Things don't seem to be getting better either. Real wages in most African countries have fallen by more than 50% since 1980 (Jubilee 2000). According to The Centre for Economic Policy Research in 2001, more than three-quarters of the world's countries had a growth rate at least 5% lower in the 1980-2000 period than in the 1960-1980 period. China is one major exception, but not because it took advice from the World Bank and IMF. (Far from it in fact. China has been one of the few countries to completely reject IMF and World Bank advice, opting instead for protectionism, an inconvertible currency and a state controlled banking system.) In 1996 the UN said that the poorest third of the world's people are getting poorer. Even the World Bank has admitted that, between 1987 and 1998, the number of people in absolute poverty (meaning that they survive on less than $1 per day) increased from 1200 million to 1500 million.

Among the various actors in this sad tale, the World Bank and the IMF stand tall. Established under the Bretton Woods arrangements in 1944, the World Bank was to provide development assistance for non-commercial projects, and the IMF was to assist nations in short term balance of payments difficulties and act to ensure currency stability. Often mentioned in the same breath, but entirely separate, the World Trade Organisation (WTO) was established in 1995 as the successor to GATT (the General Agreement on Tariffs and Trade) in order to implement free trade and global standardisation among the world's nations. When it comes to defining country types, there is some variation in the methodology of the supranational institutions. Generally speaking, each recognises developing, transitional and developed countries. The OECD's Development Assistance Committee separates developing and transitional countries according to GNP per capita. Here, "developing" includes "least developed" and "low income" countries which had a GNP per capita below $760 in 1998. In 2002, UNCTAD listed 49 "least developed" countries. The WTO meanwhile allows members to self-select themselves as "developed" or "developing" but, where trade privileges are available to developing countries, one country may challenge another's self-selection.

The task: Reproduce the passage on world poverty and the roles of the World Bank, IMF and WTO word for word, in full.

Supplied information:
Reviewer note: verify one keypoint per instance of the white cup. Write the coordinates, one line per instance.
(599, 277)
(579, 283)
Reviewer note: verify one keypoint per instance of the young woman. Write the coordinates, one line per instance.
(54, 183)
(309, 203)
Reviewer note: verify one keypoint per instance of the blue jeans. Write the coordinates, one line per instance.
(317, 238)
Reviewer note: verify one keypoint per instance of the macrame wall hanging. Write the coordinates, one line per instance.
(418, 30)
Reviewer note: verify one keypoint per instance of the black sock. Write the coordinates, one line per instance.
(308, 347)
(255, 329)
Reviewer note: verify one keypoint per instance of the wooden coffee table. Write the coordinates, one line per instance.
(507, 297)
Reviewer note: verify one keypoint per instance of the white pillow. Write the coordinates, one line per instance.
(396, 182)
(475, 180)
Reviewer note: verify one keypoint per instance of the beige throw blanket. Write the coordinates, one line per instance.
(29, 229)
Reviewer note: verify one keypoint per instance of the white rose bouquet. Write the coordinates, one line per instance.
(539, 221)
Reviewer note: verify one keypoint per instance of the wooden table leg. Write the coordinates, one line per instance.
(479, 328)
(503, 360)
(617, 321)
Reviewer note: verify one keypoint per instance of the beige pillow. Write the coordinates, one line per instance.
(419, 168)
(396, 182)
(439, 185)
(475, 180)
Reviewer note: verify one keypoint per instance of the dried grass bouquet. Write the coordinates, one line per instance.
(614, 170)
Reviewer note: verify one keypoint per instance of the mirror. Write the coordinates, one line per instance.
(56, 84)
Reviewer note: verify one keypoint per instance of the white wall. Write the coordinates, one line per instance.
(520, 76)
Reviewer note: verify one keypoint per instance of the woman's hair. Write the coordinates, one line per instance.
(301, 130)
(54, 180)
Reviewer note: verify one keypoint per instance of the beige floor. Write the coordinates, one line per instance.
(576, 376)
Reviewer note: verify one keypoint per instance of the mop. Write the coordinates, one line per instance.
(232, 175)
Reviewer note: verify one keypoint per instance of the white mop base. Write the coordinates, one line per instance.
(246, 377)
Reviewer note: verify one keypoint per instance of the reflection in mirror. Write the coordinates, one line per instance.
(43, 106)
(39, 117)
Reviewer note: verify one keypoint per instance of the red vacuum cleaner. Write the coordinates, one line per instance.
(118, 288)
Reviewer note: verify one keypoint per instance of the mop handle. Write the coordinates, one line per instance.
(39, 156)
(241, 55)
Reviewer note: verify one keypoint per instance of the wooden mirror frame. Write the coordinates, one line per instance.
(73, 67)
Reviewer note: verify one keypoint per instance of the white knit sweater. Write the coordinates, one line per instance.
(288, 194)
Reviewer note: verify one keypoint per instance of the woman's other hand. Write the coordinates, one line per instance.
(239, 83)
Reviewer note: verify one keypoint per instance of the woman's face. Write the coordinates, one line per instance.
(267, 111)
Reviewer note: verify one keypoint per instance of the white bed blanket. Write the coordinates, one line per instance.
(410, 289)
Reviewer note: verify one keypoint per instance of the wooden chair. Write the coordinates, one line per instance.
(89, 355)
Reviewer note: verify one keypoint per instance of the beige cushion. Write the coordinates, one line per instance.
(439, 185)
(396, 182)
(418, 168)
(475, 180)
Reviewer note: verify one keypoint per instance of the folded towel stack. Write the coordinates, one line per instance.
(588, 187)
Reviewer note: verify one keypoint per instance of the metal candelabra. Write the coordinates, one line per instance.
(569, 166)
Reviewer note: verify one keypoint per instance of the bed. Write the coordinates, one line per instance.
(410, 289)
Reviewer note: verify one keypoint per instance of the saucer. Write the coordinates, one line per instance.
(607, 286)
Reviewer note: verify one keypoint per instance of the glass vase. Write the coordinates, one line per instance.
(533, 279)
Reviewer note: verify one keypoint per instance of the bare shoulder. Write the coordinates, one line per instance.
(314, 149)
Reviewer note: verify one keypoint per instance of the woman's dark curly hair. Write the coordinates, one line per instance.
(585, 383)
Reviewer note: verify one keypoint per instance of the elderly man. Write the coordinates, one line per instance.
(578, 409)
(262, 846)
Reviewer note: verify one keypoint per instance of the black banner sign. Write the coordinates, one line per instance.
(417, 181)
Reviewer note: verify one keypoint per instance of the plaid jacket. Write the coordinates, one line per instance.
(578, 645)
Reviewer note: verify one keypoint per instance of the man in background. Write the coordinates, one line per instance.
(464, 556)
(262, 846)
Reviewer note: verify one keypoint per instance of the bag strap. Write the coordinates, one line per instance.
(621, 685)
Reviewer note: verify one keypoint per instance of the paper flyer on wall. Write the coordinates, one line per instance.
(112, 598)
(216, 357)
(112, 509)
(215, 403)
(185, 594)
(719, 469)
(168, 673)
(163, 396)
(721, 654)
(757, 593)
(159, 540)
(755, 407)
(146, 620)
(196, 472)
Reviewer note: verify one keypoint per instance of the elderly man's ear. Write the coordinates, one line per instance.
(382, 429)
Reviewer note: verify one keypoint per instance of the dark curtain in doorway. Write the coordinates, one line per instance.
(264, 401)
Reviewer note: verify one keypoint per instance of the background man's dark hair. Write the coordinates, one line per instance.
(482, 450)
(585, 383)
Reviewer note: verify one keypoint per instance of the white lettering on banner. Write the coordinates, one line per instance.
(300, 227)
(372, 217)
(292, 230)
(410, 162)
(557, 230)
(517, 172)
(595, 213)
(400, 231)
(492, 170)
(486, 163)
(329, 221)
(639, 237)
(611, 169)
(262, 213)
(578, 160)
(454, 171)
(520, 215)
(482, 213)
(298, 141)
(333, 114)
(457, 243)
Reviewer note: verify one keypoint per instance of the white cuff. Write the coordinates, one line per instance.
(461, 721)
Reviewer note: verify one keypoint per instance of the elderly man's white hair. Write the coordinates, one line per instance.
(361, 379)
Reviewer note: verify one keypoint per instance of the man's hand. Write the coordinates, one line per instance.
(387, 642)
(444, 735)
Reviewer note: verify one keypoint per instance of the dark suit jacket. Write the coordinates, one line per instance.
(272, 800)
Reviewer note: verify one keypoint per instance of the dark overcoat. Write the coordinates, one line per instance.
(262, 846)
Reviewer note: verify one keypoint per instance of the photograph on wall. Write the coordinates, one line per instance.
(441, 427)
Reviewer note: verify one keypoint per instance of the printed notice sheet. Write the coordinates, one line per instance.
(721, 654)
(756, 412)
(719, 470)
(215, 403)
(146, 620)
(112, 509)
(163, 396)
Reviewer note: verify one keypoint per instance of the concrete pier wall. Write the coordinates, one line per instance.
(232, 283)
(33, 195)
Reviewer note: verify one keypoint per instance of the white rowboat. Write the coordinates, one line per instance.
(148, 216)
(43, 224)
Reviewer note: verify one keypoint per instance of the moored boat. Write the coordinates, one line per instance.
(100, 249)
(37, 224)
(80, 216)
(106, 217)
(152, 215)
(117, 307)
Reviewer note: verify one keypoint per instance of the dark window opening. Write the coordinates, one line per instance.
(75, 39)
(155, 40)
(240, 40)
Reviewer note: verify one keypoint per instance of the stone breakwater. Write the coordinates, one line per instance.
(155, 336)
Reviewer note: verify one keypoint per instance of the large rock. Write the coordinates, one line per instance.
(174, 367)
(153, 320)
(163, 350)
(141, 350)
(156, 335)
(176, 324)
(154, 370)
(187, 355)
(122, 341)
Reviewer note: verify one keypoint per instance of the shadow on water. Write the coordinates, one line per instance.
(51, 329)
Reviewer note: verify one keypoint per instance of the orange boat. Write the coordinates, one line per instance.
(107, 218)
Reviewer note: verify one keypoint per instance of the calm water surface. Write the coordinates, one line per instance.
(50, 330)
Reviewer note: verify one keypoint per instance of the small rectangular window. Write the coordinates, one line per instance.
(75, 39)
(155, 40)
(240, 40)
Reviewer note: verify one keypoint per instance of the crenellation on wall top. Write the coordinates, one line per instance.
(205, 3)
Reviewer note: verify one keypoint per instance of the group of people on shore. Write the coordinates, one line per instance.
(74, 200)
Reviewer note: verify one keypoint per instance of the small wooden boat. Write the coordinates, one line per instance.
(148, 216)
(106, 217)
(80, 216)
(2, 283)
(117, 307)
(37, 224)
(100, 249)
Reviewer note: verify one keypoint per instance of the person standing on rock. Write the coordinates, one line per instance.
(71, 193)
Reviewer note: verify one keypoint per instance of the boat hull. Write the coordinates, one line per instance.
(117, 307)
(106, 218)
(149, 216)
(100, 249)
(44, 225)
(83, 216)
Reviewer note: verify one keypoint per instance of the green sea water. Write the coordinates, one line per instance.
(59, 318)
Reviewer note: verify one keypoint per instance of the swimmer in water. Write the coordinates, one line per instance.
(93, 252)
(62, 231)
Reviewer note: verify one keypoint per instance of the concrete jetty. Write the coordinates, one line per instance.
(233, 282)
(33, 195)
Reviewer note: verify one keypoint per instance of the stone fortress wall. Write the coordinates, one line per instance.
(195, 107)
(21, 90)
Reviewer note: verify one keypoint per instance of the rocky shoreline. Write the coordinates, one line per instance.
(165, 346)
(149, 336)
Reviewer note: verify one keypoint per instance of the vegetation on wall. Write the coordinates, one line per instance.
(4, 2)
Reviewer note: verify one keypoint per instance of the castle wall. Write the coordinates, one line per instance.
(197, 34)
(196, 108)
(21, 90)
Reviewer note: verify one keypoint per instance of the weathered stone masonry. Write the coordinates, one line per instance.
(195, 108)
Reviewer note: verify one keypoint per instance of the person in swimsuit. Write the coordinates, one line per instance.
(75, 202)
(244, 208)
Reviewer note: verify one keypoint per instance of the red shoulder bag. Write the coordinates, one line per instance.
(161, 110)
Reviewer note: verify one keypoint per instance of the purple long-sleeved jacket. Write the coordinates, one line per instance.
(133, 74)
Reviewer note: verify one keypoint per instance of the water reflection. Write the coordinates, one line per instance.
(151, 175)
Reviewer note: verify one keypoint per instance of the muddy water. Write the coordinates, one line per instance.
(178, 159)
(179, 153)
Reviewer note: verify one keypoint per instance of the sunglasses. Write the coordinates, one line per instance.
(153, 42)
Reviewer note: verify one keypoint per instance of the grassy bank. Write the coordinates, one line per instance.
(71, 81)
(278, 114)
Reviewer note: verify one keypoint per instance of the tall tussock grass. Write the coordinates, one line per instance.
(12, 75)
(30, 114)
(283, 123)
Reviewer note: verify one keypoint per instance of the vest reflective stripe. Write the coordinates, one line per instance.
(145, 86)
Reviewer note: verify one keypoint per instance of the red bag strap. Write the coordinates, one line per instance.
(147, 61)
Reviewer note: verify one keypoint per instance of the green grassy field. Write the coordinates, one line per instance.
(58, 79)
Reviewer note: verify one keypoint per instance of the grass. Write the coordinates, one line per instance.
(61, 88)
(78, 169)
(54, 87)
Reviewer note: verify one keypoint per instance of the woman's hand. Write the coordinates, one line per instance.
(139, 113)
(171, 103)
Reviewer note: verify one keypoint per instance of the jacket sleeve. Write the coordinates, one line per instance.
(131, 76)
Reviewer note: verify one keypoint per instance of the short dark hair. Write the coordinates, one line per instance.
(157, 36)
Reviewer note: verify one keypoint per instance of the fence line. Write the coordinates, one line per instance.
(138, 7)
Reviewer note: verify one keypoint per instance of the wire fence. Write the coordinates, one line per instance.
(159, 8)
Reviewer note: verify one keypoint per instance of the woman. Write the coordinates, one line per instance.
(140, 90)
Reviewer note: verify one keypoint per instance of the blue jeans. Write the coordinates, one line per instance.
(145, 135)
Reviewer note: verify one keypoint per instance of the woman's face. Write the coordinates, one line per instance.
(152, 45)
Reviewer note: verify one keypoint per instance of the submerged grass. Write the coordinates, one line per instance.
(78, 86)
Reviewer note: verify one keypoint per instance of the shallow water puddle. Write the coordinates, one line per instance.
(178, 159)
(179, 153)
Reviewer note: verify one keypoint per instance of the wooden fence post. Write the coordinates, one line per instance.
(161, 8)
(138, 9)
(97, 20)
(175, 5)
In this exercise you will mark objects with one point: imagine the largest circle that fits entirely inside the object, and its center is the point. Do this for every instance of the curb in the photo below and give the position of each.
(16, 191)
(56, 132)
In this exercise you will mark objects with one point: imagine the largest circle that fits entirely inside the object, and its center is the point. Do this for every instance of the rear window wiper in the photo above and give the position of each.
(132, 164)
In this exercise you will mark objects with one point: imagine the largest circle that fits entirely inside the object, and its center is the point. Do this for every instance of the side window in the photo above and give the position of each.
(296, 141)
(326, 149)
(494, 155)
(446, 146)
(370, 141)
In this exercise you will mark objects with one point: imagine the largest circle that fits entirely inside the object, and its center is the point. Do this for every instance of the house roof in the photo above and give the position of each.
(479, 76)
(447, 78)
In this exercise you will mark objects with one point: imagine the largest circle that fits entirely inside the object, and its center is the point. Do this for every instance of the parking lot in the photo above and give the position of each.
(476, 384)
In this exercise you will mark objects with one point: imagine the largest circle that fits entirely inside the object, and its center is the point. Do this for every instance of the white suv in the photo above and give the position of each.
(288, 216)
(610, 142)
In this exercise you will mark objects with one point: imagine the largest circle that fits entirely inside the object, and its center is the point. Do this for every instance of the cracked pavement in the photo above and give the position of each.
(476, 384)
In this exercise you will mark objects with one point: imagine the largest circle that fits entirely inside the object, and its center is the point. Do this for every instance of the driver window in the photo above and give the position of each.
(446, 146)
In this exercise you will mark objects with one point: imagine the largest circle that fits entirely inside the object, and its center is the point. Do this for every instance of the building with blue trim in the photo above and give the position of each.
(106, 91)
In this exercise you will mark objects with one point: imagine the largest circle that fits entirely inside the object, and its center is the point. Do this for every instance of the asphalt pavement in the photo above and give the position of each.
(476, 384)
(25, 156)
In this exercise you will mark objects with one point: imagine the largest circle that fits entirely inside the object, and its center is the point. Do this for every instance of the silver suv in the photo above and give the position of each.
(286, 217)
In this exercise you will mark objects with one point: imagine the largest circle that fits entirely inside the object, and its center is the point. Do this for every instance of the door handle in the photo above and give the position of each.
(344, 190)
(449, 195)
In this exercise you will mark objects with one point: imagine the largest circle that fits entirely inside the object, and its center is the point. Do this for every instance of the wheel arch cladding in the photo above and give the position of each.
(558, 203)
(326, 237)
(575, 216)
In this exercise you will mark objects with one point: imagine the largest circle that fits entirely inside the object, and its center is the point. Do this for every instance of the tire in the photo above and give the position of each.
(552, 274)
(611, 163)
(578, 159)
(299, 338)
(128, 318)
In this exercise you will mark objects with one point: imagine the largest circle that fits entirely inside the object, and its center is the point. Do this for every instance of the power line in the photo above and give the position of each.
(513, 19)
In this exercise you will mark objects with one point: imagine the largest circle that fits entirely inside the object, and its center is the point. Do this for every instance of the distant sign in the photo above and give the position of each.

Response to this task:
Things don't seem to be getting better either. Real wages in most African countries have fallen by more than 50% since 1980 (Jubilee 2000). According to The Centre for Economic Policy Research in 2001, more than three-quarters of the world's countries had a growth rate at least 5% lower in the 1980-2000 period than in the 1960-1980 period. China is one major exception, but not because it took advice from the World Bank and IMF. (Far from it in fact. China has been one of the few countries to completely reject IMF and World Bank advice, opting instead for protectionism, an inconvertible currency and a state controlled banking system.) In 1996 the UN said that the poorest third of the world's people are getting poorer. Even the World Bank has admitted that, between 1987 and 1998, the number of people in absolute poverty (meaning that they survive on less than $1 per day) increased from 1200 million to 1500 million.

Among the various actors in this sad tale, the World Bank and the IMF stand tall. Established under the Bretton Woods arrangements in 1944, the World Bank was to provide development assistance for non-commercial projects, and the IMF was to assist nations in short term balance of payments difficulties and act to ensure currency stability. Often mentioned in the same breath, but entirely separate, the World Trade Organisation (WTO) was established in 1995 as the successor to GATT (the General Agreement on Tariffs and Trade) in order to implement free trade and global standardisation among the world's nations. When it comes to defining country types, there is some variation in the methodology of the supranational institutions. Generally speaking, each recognises developing, transitional and developed countries. The OECD's Development Assistance Committee separates developing and transitional countries according to GNP per capita. Here, "developing" includes "least developed" and "low income" countries which had a GNP per capita below $760 in 1998. In 2002, UNCTAD listed 49 "least developed" countries. The WTO meanwhile allows members to self-select themselves as "developed" or "developing" but, where trade privileges are available to developing countries, one country may challenge another's self-selection.